State how many lines of the material below contain the word "like". Add nothing else.

[Records provided]
^^^^^^^^
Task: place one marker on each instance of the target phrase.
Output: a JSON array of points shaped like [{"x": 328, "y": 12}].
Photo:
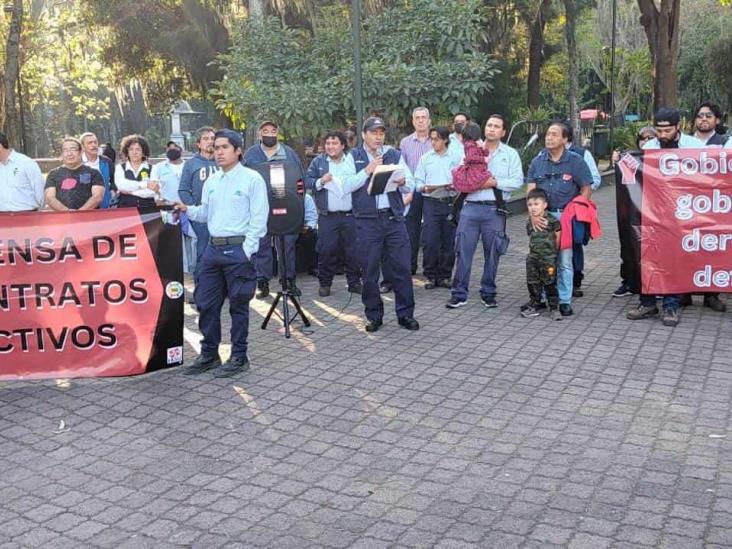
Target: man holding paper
[
  {"x": 381, "y": 228},
  {"x": 336, "y": 224},
  {"x": 433, "y": 179}
]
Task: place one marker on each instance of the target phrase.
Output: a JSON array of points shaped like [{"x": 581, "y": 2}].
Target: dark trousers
[
  {"x": 202, "y": 236},
  {"x": 414, "y": 228},
  {"x": 578, "y": 264},
  {"x": 541, "y": 277},
  {"x": 477, "y": 220},
  {"x": 264, "y": 259},
  {"x": 225, "y": 272},
  {"x": 438, "y": 239},
  {"x": 336, "y": 239},
  {"x": 388, "y": 236}
]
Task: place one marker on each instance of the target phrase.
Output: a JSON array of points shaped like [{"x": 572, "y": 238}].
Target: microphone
[{"x": 531, "y": 141}]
^^^^^^^^
[Answer to this task] 3